■ **What you are asked to do**: Repeat, exactly and in full, the lines of the listing below, but without any pictures.
— Begin Materials provided —
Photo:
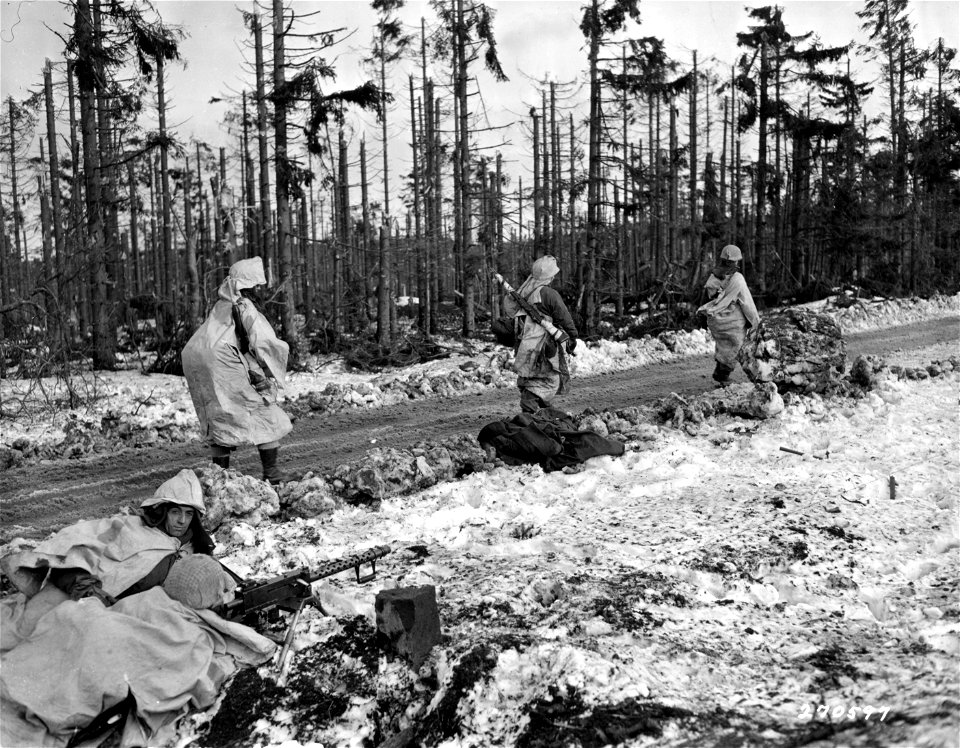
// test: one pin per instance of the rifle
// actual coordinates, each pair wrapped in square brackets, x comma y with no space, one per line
[557,334]
[290,590]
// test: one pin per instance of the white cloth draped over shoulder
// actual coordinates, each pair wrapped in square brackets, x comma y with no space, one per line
[231,411]
[118,551]
[729,314]
[83,658]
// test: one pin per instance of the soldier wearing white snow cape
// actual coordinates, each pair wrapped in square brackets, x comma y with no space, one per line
[730,312]
[234,363]
[539,361]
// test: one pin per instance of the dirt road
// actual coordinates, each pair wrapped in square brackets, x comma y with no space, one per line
[42,497]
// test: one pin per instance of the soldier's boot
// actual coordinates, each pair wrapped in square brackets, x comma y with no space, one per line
[271,473]
[220,455]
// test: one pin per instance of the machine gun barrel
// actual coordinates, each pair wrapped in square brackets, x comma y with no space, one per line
[287,591]
[557,334]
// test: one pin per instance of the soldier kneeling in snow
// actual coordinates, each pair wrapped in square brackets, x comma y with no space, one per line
[729,312]
[540,362]
[233,365]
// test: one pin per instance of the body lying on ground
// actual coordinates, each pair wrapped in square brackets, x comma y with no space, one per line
[548,438]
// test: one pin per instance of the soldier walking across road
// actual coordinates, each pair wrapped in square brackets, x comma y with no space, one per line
[730,311]
[234,364]
[540,361]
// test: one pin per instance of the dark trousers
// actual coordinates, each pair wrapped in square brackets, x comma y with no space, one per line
[530,402]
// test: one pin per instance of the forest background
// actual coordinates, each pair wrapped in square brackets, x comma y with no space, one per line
[377,154]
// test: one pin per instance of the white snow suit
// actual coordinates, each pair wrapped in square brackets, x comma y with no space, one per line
[231,411]
[729,315]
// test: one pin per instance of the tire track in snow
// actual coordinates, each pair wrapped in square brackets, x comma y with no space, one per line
[41,497]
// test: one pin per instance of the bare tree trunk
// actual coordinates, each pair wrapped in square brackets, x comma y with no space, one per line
[251,222]
[572,206]
[588,307]
[190,230]
[266,245]
[344,238]
[107,271]
[88,52]
[760,220]
[170,289]
[366,240]
[695,244]
[465,236]
[138,279]
[55,200]
[78,289]
[555,221]
[423,279]
[673,196]
[545,182]
[383,295]
[282,167]
[21,289]
[49,299]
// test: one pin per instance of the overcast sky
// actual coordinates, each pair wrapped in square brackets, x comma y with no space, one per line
[536,40]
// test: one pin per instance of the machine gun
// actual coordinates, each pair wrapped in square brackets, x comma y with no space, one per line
[291,592]
[288,591]
[552,330]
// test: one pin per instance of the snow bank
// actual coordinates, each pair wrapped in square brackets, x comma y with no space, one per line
[696,576]
[125,408]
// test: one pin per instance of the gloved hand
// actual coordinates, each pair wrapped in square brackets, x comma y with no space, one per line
[89,586]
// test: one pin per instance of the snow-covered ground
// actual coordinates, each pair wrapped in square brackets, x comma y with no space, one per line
[36,412]
[699,590]
[707,588]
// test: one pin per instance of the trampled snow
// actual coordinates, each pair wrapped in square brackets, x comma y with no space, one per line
[697,532]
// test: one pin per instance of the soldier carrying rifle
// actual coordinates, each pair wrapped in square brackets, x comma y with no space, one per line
[544,328]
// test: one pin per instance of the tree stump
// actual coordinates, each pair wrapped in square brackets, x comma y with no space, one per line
[798,350]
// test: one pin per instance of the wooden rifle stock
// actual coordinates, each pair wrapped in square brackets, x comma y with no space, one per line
[288,591]
[557,334]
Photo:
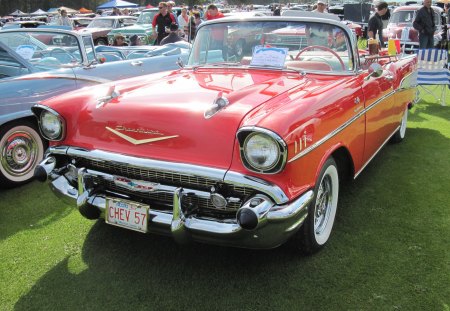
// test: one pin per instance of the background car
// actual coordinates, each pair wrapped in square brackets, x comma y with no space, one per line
[40,63]
[101,26]
[245,152]
[400,26]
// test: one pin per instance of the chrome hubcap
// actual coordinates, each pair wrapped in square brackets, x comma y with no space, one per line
[324,201]
[19,153]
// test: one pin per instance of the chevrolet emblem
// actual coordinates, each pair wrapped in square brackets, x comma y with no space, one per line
[139,141]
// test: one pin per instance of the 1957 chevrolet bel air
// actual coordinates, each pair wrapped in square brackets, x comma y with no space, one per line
[244,150]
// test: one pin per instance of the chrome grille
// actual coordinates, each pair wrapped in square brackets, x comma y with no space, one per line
[164,199]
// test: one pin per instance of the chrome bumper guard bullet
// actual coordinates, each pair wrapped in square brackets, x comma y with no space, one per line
[271,224]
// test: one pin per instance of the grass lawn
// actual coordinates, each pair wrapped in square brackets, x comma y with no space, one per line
[390,248]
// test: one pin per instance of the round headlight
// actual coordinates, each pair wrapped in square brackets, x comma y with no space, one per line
[51,125]
[261,151]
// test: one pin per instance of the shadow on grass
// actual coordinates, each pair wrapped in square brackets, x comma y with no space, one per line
[370,254]
[19,212]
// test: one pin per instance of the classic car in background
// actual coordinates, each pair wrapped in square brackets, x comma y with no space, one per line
[400,26]
[143,27]
[239,150]
[101,26]
[36,64]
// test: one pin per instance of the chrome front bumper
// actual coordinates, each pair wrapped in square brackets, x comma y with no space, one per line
[274,225]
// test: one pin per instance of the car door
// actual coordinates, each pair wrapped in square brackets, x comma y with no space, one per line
[379,104]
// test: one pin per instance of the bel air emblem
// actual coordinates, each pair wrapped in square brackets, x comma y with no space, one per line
[135,185]
[139,141]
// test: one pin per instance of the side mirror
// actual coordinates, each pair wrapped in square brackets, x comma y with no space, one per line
[375,70]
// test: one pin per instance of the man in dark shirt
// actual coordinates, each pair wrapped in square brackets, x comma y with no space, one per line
[173,35]
[376,24]
[424,24]
[162,20]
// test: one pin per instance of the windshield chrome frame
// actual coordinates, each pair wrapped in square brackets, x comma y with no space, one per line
[349,33]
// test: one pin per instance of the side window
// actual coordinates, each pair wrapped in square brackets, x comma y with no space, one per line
[9,66]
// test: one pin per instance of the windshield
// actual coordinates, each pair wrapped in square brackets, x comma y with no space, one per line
[44,49]
[102,23]
[308,46]
[146,17]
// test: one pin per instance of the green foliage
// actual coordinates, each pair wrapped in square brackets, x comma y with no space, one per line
[388,251]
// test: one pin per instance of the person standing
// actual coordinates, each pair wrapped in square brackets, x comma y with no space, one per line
[320,7]
[173,35]
[277,11]
[424,24]
[163,19]
[375,25]
[183,21]
[213,13]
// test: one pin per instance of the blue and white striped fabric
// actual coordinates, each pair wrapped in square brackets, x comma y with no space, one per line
[432,65]
[433,70]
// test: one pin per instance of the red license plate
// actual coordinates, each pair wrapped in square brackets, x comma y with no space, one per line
[127,214]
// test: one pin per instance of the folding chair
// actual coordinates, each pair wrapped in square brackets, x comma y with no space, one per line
[433,73]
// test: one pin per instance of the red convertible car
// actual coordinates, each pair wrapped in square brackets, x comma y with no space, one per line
— End Materials provided —
■ **Solution below**:
Photo:
// test: one pin per instance of the rifle
// actual coordinates, each pair wrapped in square brackets, x comma y with no space, one per line
[557,334]
[290,590]
// test: one pin per instance of the white cloth draped over shoulder
// actual coordinates, each pair wrapped in square brackets, x comma y with no space, one per line
[231,411]
[118,551]
[729,314]
[83,658]
// test: one pin per instance of the soldier wearing white snow cape
// actual coordinates, each pair wrapped in square brackets, x comma y with no space, one per line
[730,312]
[234,363]
[539,361]
// test: one pin per instance of the dirt road
// actual coordinates, each pair wrapped in square brackets, x comma y with no space, one per line
[42,497]
// test: one pin per instance of the soldier's boot
// actual coordinates, each pair wrapped in square brackets, x comma y with no space, one per line
[271,473]
[220,455]
// test: one pin per instance of the machine gun barrel
// actual coordinates, each pair wrapped in square brackets, x comma y with no space, one per line
[287,591]
[557,334]
// test: one pin per instance of the soldier kneeling in snow
// actual coordinates, each pair wrapped in square brackets, x comma y with no space, one per line
[729,312]
[540,362]
[233,365]
// test: one pin per instance of the body lying on ground
// actual coordinates, each pair wrapped in square brackets, x comma y with no space, one per line
[548,438]
// test: one pin per instance of the soldier walking across road
// actual coordinates, each pair wrapped in square brackets, x comma y with no space, one per line
[730,311]
[234,364]
[540,361]
// test: one pin per instance of the dark trousers
// actual coordinates, each pair wrapped in square brackets, x comma y with no space, one per line
[530,402]
// test: one pin per instance of the forest background
// actual coordinates, each pair wrapped in square brackets, x comma y with no space, one per line
[377,154]
// test: one pin per instance of the white snow suit
// actual coordinates, each pair wrapped in square brackets, x comma y with no space, one per line
[231,411]
[729,315]
// test: one pin per instance of the tire track in snow
// actual coordinates, each pair wrapped in square brackets, x comma y with no space, one per line
[41,497]
// test: one pin per instance of the bare tree trunk
// actual coordinates, each pair wrapped in square brackets, x comma y with no space, one per line
[251,222]
[572,206]
[588,307]
[190,230]
[266,245]
[344,238]
[107,271]
[88,52]
[760,220]
[170,289]
[366,240]
[695,244]
[465,236]
[138,279]
[55,200]
[78,289]
[555,221]
[423,279]
[673,196]
[545,182]
[383,295]
[282,167]
[21,289]
[49,299]
// test: one pin per instance of the overcast sky
// actual coordinates, each pair wrapped in square brackets, x comma y with no space, one per line
[536,40]
// test: one pin per instance of the machine gun
// actual coordinates, each pair wrapped in square brackets, x comma y with no space, one per line
[291,592]
[288,591]
[552,330]
// test: one pin per instance of the snow bank
// actual coordinates, each pair wrapped in square brackets, x comma y with no space, one per line
[696,576]
[125,408]
// test: one pin per instance of the gloved hand
// actual coordinates, each pair wrapped in square brackets, x comma y with no space, one per line
[89,586]
// test: one pin per instance of the snow-covered ground
// actual coordinates, each pair wrapped in square brackets, x comma y with no space, one per line
[36,412]
[699,590]
[707,588]
// test: one pin per instance of the trampled snow
// actual coordinates, each pair wrapped in square brackets, x comma y with no space, one per line
[697,532]
// test: one pin per instance of the soldier carrying rifle
// actual coordinates, each pair wrapped in square brackets, x comma y with no space, one per line
[544,328]
// test: one pin per instance of the tree stump
// actual coordinates, each pair wrapped in square brackets, x comma y with no space, one per line
[798,350]
// test: one pin per instance of the wooden rifle stock
// actual coordinates, each pair wrapped in square brackets, x comma y with no space, one per line
[288,591]
[557,334]
Photo:
// test: one pin per instance of the background car
// actual coordinates, each pair wrapped in square brackets, x comma y with no space, one per line
[40,63]
[101,26]
[245,152]
[400,26]
// test: one pin per instance of the chrome hubcap
// actual coordinates, each pair wrapped in square brackets, x comma y with no space, one per line
[324,201]
[19,153]
// test: one pin per instance of the chevrolet emblem
// actual coordinates, each pair wrapped in square brackets, x comma y with no space, one per line
[139,141]
// test: one pin per instance of the 1957 chevrolet bel air
// actual coordinates, each pair wrapped in square brackets, x comma y with no space, one per line
[244,150]
// test: one pin per instance of the chrome grille
// actual coordinates, each pair wrapped in square brackets, x comma y with no space, one per line
[164,199]
// test: one pin per instance of the chrome bumper guard bullet
// actual coordinates, each pair wrapped in square brackets, x comma y with no space, one per line
[271,224]
// test: one pin per instance of the grass lawn
// actual coordinates, each pair wrapped in square brackets, x comma y with no space, one per line
[390,248]
// test: one pin per instance of the round headlight
// actual coordinates, each pair wrapped in square brackets, x comma y with no space, one per line
[51,125]
[261,151]
// test: one pin per instance of the shadow on grass
// actual coordinates, each pair wrapped in square brackets, x comma y with no space, one per line
[370,254]
[19,212]
// test: one pin per instance of the classic car in background
// actual coordinates, each pair wrapped in square brackets, x comma y with no space, one per line
[400,26]
[143,27]
[239,150]
[101,26]
[36,64]
// test: one pin per instance of the chrome front bumper
// actual coordinates, each pair wrapped in square brackets, x comma y with no space, one per line
[274,225]
// test: one pin per instance of the car door
// actual coordinates, each pair wrapped in square brackets, x comma y with no space, one per line
[379,104]
// test: one pin per instance of the bel air emblem
// actual coordinates, each pair wrapped in square brackets, x comma y with no space, one per line
[135,185]
[139,141]
// test: one pin per instance of the side mirror
// actual coordinates, each pair wrapped in square brackets, x comma y with no space, one per line
[375,70]
// test: one pin per instance of the man in dark shirt
// actual coordinates, each pair wrapped in square brackets, x comma y with no space, one per line
[173,35]
[376,24]
[424,24]
[162,20]
// test: one pin per instance of the windshield chrome frame
// actual coordinates, each pair wrapped in square brackets, x comma y with no space, one per line
[349,33]
// test: one pin per instance of the side window
// actual coordinates, each pair wrapped in square brackets, x comma y with no space, one per line
[9,66]
// test: one pin per instance of the windshield
// actual coordinates, each pair wrapped in square brackets, x comma y with no space, one per line
[44,49]
[102,23]
[308,46]
[146,17]
// test: one pin per instance of the green foliage
// actual coordinates, each pair wrapped in square brackets, x comma y with no space, one per line
[388,251]
// test: one pin per instance of the person standing
// actual coordinates, each pair wrapped in square brackets, x comma y with no space, one per line
[320,7]
[173,35]
[277,11]
[424,24]
[163,19]
[375,25]
[183,21]
[213,13]
// test: one pin per instance of the blue and white striped fabric
// actual coordinates, each pair wrapped in square brackets, x comma y with no space, one per line
[432,65]
[433,70]
// test: one pin per instance of the red license plate
// actual coordinates, each pair wrapped in square brackets, x comma y with no space, one per line
[127,214]
// test: one pin per instance of the folding chair
// actual coordinates, each pair wrapped in square brackets, x comma y with no space, one per line
[433,73]
// test: one pin per instance of the red convertible car
// actual coordinates, each pair wrapped in square brackets, x comma y with no space, one per line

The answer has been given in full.